Zu bearbeiten>
1. In welchem Land stellt laut dem Text über Mayras Laden eine Fabrik die Schuhe der Hauptmarke her?
2. Übertrage aus dem Text über Mayras Laden den Abschnitt von „Speziell sind die“ bis einschließlich „mich damit identifizieren.“ Wort für Wort.
3. Knüpfe an das Ende des Textes über Mayras Laden an und schreibe ihn weiter.

Vorliegender Text>
+ + + + + + +

Mayra: Das Besondere an meinem Laden ist für mich, dass er sehr persönlich ist und sich alles um Gefühle dreht. Es soll Freude bereiten, in meinen Laden reinzuschauen und reinzukommen. Ich suche jeden Artikel für meine Kundschaft selbst aus. Mit viel Hingabe und Liebe zum Detail.
Im Schuhsortiment habe ich eine Hauptmarke. Da stelle ich bei jedem Modell meine persönliche Kombination nach Farbe und Material zusammen. Die Schuhe werden in einer Fabrik in Spanien auf Bestellung hergestellt. Ich suche mir aus der jeweiligen Kollektion Modelle aus und diese werden dann in meiner eigenen Kombination, exklusiv nur für mein Geschäft, produziert. Es kommt immer wieder vor, dass ich meine Kundinnen vorinformiere, so dass ich speziell auf Ihre Wünsche eingehen kann und die Schuhe nach Ihrem persönlichen Geschmack anfertigen lasse. Es sind dann ganz spezielle Schuhe, die grosse Freude bereiten.
Es ist eine ständige Herausforderung auf «Made in Europe» zu setzen. Aber Nachhaltigkeit ist mir wichtig. Ich habe direkten Kontakt zu allen meinen Lieferanten und einen direkten Bezug. Mir ist es wichtig zu wissen, woher meine Artikel kommen. Ich arbeite mit Firmen, die nach Nachhaltigkeitskriterien arbeiten und zertifiziert sind. Bei den Schuhen bleibe ich bei spanischen Familienunternehmen. Neu kommt auch eine kleine spanische vegane Schuhmarke hinzu, auf die ich mich sehr freue.
Speziell sind die handgenähten Kleider. Lange bevor ich mich selbstständig gemacht habe, war ich selbst Kundin bei der Schneiderin, die die Kleider zusammen mit Ihrer Schwester anfertigt. Ich freue mich sehr, dass ich ihre einzigartigen Modelle in meinem Laden verkaufen kann und sie damit gleichzeitig unterstütze. Ich habe eine Bindung zu jedem Artikel, den ich verkaufe und kann mich damit identifizieren.
Auch die Einrichtung meines Geschäftes ist nachhaltig. Alle Regale und Kleiderständer sind handgemacht aus recycliertem Holz und aus Leitungsrohren. Ein guter Freund hat diese nach meinen eigenen Wünschen selbst designt und angefertigt. Die Elemente lassen sich bewegen und bieten mir die Kreativität und Freiheit, mein Geschäft mit viel Liebe immer wieder neu zu dekorieren.

+ + + + + + +

Inhalt des Datensatzes>
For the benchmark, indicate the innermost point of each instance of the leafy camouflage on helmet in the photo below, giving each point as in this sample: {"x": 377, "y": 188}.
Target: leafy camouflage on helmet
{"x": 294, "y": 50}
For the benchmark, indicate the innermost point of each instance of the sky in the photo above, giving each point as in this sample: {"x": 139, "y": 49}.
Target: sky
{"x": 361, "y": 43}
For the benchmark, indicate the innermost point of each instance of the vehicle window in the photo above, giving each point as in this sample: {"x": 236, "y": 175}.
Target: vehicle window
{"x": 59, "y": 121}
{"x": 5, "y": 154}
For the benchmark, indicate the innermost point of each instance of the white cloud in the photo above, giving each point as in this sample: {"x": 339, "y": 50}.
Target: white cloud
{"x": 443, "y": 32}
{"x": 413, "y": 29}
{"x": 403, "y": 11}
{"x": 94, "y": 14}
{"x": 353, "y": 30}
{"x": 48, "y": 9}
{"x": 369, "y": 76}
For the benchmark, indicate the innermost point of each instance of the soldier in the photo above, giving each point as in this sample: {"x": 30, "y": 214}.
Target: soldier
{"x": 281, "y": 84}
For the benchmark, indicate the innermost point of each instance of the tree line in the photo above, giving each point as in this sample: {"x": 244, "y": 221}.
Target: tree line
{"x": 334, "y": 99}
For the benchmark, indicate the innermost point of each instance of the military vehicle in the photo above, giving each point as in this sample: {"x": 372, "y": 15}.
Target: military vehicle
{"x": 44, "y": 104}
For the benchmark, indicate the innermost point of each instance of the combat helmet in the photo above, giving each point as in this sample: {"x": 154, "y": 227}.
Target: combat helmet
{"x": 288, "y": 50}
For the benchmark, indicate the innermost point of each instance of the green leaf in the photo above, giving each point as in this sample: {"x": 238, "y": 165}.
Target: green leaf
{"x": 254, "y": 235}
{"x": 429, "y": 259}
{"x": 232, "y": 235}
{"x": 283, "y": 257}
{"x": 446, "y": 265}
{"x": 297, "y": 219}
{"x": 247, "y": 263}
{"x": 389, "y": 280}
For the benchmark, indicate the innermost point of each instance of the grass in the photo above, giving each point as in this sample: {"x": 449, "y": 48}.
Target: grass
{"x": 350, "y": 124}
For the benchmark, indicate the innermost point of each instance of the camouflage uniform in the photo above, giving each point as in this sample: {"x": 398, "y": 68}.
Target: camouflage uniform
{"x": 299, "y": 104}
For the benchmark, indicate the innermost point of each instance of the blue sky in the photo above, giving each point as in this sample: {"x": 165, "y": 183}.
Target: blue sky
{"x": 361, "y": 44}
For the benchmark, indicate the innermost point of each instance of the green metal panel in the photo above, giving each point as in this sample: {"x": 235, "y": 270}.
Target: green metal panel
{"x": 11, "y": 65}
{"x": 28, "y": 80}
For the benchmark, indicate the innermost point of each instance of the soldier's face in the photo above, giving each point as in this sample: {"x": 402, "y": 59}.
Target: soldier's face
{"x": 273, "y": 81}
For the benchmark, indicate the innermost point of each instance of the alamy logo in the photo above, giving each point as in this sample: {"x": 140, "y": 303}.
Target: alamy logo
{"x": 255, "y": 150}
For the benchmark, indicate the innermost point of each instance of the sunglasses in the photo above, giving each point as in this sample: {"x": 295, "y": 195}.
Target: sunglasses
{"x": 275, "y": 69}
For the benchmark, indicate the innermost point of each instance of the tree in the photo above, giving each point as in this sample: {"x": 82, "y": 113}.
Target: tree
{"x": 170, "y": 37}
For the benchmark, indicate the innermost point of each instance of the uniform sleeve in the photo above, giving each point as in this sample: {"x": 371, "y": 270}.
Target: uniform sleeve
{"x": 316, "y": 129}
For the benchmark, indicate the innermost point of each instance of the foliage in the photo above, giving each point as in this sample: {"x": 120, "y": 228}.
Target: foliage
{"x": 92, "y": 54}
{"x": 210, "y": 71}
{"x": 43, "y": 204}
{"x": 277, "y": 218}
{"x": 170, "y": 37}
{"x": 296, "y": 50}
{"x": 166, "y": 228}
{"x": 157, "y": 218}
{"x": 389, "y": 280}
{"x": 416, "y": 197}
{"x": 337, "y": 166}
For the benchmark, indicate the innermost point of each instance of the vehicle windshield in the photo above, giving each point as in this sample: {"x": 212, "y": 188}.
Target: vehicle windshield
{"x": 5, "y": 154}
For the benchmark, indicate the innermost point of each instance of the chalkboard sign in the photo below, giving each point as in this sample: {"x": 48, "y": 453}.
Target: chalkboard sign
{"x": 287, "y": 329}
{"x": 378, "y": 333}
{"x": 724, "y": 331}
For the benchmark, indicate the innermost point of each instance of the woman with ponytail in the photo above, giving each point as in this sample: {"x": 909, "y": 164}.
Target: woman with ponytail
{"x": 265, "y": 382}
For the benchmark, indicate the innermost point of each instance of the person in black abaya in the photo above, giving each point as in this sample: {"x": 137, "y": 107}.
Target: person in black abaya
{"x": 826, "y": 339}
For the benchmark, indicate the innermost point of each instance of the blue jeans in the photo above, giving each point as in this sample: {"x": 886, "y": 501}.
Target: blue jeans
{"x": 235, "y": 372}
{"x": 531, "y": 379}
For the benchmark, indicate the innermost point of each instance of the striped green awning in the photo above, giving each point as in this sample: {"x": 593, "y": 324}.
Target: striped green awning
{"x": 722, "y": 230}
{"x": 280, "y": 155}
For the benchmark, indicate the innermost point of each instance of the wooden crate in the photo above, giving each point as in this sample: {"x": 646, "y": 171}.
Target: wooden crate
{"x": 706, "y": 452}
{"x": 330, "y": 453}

+ + + + + + +

Nummerierte Antworten>
1. In Spanien.

2.
Speziell sind die handgenähten Kleider. Lange bevor ich mich selbstständig gemacht habe, war ich selbst Kundin bei der Schneiderin, die die Kleider zusammen mit Ihrer Schwester anfertigt. Ich freue mich sehr, dass ich ihre einzigartigen Modelle in meinem Laden verkaufen kann und sie damit gleichzeitig unterstütze. Ich habe eine Bindung zu jedem Artikel, den ich verkaufe und kann mich damit identifizieren.

3.
Mayra: Vor meiner Selbstständigkeit war ich Büroangestellte und habe in Zürich gewohnt. Meine Leidenschaft galt weniger meinem Beruf, sondern meinem Hobby «dem Tanzen». Ich habe jahrelang lateinamerikanische Tanzturniere im In- und Ausland getanzt. Ich habe diesen Sport sehr intensiv betrieben. Nachdem ich nicht mehr aktiv in der Turnier-Tanzszene war, fehlte es mir, meine Leidenschaft und Kreativität zu entfalten. Im Bürojob ging das nicht. Ich wollte etwas für mich machen, etwas das mir ermöglicht, mich selbst einzubringen.
Über Weihnachten besuchte ich meine Familie in Spanien und da kam mir die erste Idee. Ich realisierte, dass die Gegend, aus der ich ursprünglich komme, eine lange Tradition in der Schuhherstellung hat. Nach meinen Ferien kam ich zurück nach Zürich – mit vielen Gedanken und Bildern im Kopf, die sich um die Schuhe drehten. Alles war aber nur in meinem Kopf und noch nicht konkret. Ich hatte keine Ahnung: Wie? Wo? Ob? Würde ich mich trauen, ein eigenes Geschäft aufzubauen? Ich machte alles mit mir selbst aus.
Aber die Vorstellung vom eigenen Geschäft gefiel mir. Und dann fiel die Entscheidung recht spontan. Ich war auf einem Kurztrip in Ascona, traf dort eine Bekannte mit der ich mich über meine Idee austauschen konnte. Ja, und dann sah ich ein leeres Geschäftslokal. Spontan rief ich an. Tage später bekam ich einen Rückruf, dass ich den Laden mieten könnte. Ich weiss noch, wie ich in meiner 2.5 Zimmer-Wohnung im Kreis lief und mir sagte „Atrévete!“ …Mayra „Atrévete!“.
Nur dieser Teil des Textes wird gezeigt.